* **Work to do**
Starting at the beginning of the rows and ending at the line that contains "191], [38, 48]]", convert every line into a JSON list of strings, one string per line, with blank lines omitted. Leave the pictures out of the list.

— Begin Exercise data —

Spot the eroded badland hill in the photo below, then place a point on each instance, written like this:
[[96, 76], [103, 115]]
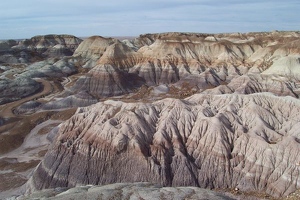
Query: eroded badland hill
[[215, 111]]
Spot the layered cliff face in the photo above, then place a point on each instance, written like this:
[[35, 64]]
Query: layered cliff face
[[37, 48], [249, 142], [202, 61], [234, 127]]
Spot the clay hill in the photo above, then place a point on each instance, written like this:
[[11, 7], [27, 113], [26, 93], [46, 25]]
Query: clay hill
[[215, 111]]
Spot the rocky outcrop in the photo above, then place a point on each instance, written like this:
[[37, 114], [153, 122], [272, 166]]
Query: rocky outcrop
[[248, 142], [50, 68], [92, 48], [203, 61], [11, 90], [123, 191], [38, 48]]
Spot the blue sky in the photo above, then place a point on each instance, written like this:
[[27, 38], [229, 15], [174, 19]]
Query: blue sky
[[25, 19]]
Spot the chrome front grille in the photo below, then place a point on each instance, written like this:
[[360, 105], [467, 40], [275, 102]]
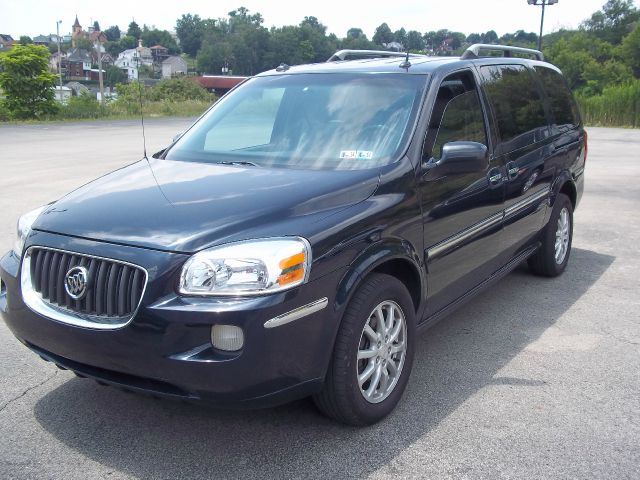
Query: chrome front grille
[[113, 292]]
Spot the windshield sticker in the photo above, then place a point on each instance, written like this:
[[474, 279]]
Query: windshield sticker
[[357, 154]]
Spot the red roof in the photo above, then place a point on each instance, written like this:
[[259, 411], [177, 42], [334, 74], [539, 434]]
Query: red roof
[[224, 82]]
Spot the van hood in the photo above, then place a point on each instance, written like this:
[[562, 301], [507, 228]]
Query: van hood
[[185, 206]]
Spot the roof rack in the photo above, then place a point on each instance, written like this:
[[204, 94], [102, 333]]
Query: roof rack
[[360, 54], [474, 51]]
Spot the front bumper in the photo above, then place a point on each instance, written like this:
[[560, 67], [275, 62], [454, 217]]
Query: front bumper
[[166, 348]]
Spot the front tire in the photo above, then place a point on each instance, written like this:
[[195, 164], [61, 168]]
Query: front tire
[[373, 354], [552, 257]]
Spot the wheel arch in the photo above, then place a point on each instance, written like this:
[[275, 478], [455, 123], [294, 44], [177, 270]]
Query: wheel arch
[[564, 184], [397, 258]]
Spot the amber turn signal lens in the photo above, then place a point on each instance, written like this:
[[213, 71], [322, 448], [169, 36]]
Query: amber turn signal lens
[[292, 261], [290, 277]]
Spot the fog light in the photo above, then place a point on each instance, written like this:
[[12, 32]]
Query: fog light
[[227, 337]]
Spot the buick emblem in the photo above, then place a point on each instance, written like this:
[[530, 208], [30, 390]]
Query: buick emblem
[[76, 281]]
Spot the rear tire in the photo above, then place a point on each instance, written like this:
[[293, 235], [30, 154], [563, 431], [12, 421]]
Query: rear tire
[[368, 350], [552, 257]]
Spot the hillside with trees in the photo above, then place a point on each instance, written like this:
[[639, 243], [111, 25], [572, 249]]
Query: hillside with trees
[[600, 59]]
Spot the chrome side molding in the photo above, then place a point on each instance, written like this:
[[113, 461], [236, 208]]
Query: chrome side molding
[[464, 235], [297, 313]]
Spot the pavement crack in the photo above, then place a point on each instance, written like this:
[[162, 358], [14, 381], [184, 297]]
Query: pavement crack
[[18, 397]]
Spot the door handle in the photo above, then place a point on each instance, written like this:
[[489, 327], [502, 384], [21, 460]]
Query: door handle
[[512, 170], [495, 177]]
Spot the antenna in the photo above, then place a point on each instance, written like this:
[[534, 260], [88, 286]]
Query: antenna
[[144, 138], [406, 63]]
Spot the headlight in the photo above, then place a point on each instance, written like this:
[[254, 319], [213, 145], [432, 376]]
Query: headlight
[[250, 267], [24, 227]]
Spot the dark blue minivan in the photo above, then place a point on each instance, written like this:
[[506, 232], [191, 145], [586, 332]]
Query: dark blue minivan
[[296, 238]]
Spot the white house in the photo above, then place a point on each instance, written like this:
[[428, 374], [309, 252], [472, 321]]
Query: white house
[[173, 66], [63, 94], [130, 60]]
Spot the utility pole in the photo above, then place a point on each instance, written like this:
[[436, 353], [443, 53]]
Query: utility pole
[[543, 3], [100, 79], [59, 57]]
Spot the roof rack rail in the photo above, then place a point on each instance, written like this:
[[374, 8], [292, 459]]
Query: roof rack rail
[[361, 54], [474, 51]]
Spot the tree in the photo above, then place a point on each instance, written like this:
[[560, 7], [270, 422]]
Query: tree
[[84, 44], [474, 38], [159, 37], [113, 33], [114, 75], [127, 42], [134, 31], [614, 21], [630, 50], [355, 33], [27, 83], [400, 36], [190, 29], [383, 35], [414, 41], [490, 37], [178, 89]]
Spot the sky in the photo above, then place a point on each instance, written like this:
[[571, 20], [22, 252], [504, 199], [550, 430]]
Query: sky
[[34, 17]]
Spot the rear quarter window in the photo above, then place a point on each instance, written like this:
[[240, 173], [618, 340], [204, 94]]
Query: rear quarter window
[[517, 105], [563, 106]]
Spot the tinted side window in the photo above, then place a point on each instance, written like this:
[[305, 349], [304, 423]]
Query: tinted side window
[[517, 105], [563, 107], [457, 115]]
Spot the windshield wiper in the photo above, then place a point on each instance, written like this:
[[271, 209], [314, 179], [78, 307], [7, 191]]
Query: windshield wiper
[[250, 164]]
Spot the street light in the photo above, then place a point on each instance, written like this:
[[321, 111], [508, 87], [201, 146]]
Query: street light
[[59, 57], [543, 3]]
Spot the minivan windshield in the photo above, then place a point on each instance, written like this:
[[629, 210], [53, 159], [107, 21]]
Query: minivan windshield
[[338, 121]]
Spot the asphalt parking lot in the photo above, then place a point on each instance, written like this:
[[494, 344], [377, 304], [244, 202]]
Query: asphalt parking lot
[[536, 378]]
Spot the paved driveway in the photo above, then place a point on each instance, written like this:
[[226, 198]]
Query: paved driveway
[[536, 378]]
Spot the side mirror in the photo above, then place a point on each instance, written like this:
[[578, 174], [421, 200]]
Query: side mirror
[[457, 158]]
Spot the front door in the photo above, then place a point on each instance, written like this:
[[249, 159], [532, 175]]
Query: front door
[[462, 213]]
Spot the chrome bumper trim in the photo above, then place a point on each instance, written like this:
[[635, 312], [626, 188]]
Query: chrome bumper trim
[[297, 313]]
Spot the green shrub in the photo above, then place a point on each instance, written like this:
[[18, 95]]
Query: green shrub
[[618, 105]]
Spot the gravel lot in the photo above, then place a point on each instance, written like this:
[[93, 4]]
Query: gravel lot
[[536, 378]]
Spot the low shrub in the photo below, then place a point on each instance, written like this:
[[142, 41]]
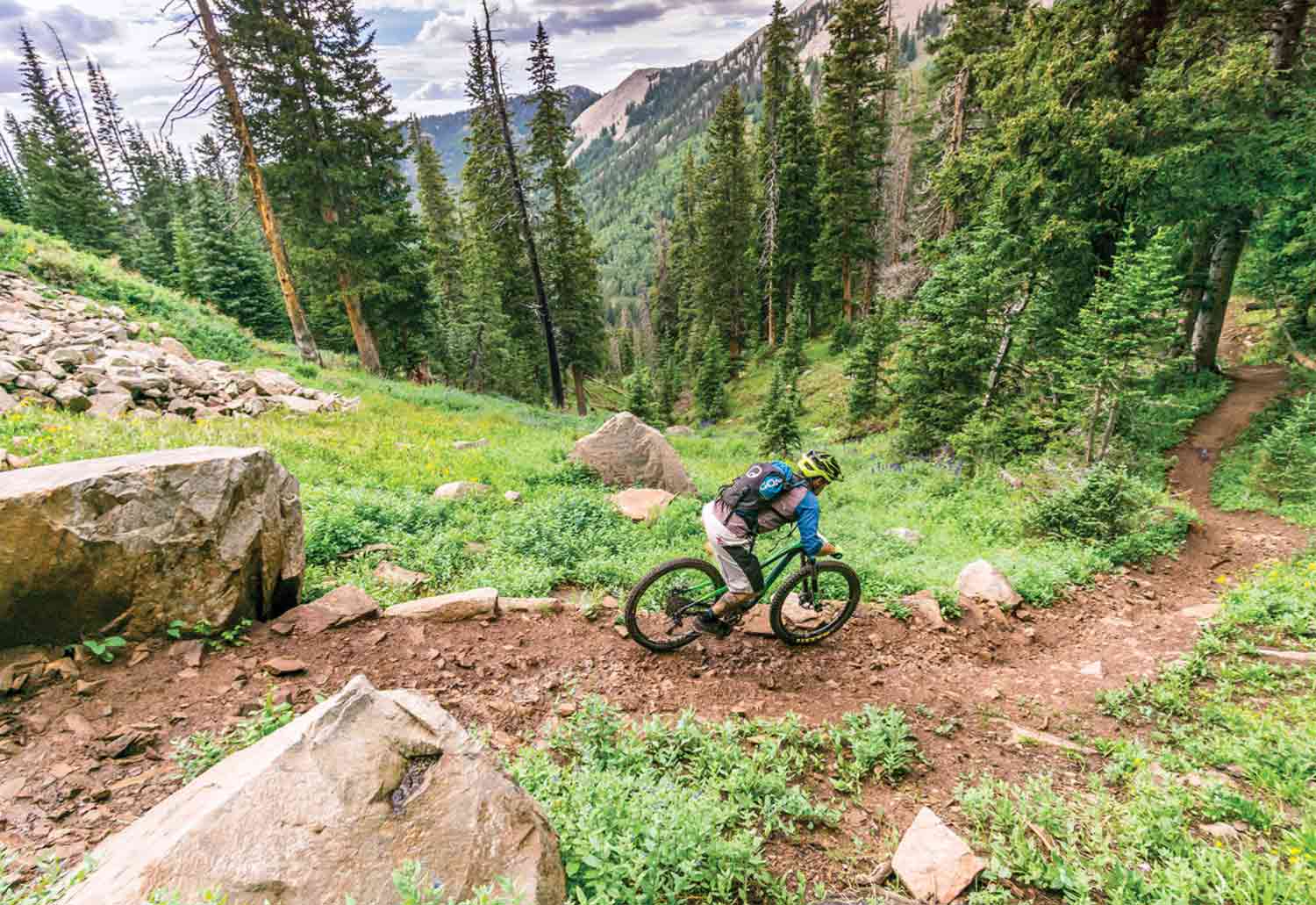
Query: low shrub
[[1107, 504]]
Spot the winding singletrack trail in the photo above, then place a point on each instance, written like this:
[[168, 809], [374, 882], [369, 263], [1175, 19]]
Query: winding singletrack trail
[[519, 675]]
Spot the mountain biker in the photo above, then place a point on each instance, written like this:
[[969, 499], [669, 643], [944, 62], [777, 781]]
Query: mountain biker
[[766, 497]]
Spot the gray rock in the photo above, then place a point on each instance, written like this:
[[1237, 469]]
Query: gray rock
[[70, 395], [182, 406], [341, 796], [175, 348], [186, 534], [478, 604], [626, 452], [37, 381], [297, 405], [274, 384], [907, 535]]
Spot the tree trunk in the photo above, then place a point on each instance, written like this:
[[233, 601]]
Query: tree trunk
[[578, 378], [1091, 426], [1110, 429], [847, 291], [91, 131], [526, 231], [1211, 316], [302, 334], [957, 137], [361, 332], [1194, 287]]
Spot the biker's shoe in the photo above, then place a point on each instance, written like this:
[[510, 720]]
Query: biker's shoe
[[710, 625]]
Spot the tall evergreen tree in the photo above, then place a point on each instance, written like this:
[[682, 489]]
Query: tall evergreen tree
[[65, 189], [855, 141], [570, 262], [439, 216], [311, 76], [724, 273], [220, 258]]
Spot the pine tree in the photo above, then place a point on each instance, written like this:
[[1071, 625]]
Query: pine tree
[[570, 262], [311, 78], [487, 200], [778, 73], [799, 219], [669, 391], [439, 216], [865, 366], [1131, 318], [797, 332], [855, 140], [724, 277], [65, 189], [778, 418], [220, 258], [640, 394], [713, 374]]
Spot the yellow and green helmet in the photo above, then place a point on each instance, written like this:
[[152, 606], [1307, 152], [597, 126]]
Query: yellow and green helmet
[[818, 464]]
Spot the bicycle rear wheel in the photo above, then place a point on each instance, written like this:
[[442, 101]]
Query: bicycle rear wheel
[[661, 610], [815, 602]]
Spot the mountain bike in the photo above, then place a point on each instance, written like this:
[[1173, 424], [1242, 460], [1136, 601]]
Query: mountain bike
[[813, 602]]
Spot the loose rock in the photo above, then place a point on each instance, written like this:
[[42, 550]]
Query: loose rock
[[626, 452], [982, 581], [934, 863], [478, 604], [191, 534], [640, 505], [342, 796], [461, 491]]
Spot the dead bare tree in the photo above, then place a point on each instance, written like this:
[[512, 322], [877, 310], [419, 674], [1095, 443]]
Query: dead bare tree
[[523, 208], [199, 97]]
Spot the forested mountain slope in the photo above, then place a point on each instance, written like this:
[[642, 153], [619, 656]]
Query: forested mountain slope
[[447, 132]]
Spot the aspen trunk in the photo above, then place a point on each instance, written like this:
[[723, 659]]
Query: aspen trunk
[[302, 334], [1211, 316], [578, 378], [526, 231], [361, 332]]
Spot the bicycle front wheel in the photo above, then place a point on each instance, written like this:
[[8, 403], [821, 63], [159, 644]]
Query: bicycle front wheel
[[815, 602], [662, 607]]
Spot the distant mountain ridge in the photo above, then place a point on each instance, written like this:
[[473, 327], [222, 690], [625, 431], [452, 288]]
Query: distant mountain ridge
[[447, 132]]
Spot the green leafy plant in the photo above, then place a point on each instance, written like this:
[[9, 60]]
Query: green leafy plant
[[200, 751], [104, 649]]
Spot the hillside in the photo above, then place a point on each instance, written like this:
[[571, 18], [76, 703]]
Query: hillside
[[447, 132], [1028, 731], [632, 142]]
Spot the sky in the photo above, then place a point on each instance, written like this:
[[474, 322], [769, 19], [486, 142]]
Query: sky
[[420, 42]]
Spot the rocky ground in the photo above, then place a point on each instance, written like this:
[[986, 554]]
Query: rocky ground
[[86, 746], [68, 352]]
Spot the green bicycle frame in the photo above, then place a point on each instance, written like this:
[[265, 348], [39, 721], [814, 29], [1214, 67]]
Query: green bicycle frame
[[779, 562]]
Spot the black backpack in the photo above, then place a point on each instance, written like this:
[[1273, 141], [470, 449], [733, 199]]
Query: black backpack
[[745, 494]]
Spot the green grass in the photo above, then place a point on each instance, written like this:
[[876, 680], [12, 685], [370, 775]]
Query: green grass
[[1250, 478], [1234, 743], [681, 810], [54, 262], [368, 476]]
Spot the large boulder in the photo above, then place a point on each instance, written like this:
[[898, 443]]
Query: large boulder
[[626, 452], [982, 583], [329, 807], [139, 541]]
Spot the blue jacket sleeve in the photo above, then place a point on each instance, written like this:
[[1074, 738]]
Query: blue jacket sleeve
[[807, 517]]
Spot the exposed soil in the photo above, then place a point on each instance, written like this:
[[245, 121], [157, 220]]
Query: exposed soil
[[62, 791]]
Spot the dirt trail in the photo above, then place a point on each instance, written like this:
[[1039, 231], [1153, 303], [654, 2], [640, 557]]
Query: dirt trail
[[518, 675]]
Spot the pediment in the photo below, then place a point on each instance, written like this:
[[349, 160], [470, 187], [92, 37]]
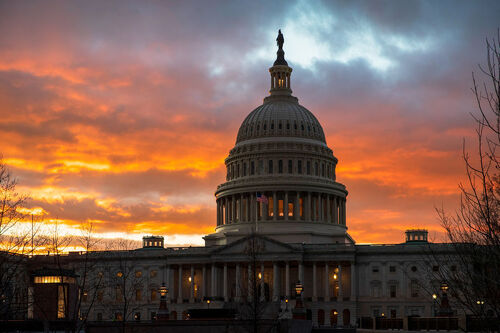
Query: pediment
[[255, 244]]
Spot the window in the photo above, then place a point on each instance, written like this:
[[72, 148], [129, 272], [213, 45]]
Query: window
[[118, 294], [414, 288], [62, 294], [392, 291]]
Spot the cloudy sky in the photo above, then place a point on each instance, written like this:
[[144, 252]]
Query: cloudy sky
[[121, 113]]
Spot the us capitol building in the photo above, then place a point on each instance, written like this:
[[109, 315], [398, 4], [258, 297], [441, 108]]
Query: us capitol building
[[281, 219]]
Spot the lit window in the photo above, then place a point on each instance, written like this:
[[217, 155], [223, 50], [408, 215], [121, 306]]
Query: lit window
[[392, 290], [62, 294]]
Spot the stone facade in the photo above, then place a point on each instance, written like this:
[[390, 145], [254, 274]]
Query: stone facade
[[280, 195]]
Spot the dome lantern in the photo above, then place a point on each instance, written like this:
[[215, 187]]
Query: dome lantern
[[280, 72]]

— End Exercise data —

* **The reply**
[
  "Spot the eroded badland hill in the photo below, then place a point on each instance, written like this:",
  "[[96, 76], [103, 115]]",
  "Query: eroded badland hill",
  "[[215, 111]]",
  "Spot the layered cliff face in the photo above, then place a point on each instance, written like this:",
  "[[35, 64]]",
  "Query: layered cliff face",
  "[[37, 48], [249, 142], [202, 61], [234, 127]]",
  "Spot the clay hill in the photo above, then place a point on each instance, written like this:",
  "[[11, 7], [27, 113], [26, 93], [46, 25]]",
  "Query: clay hill",
  "[[215, 111]]",
  "Spot the rocky outcrop in the photo above, then place a point on each instance, written like this:",
  "[[37, 114], [153, 122], [272, 166]]",
  "Query: rocky outcrop",
  "[[248, 142], [50, 68], [92, 48], [203, 61], [11, 90], [123, 191], [38, 48]]"
]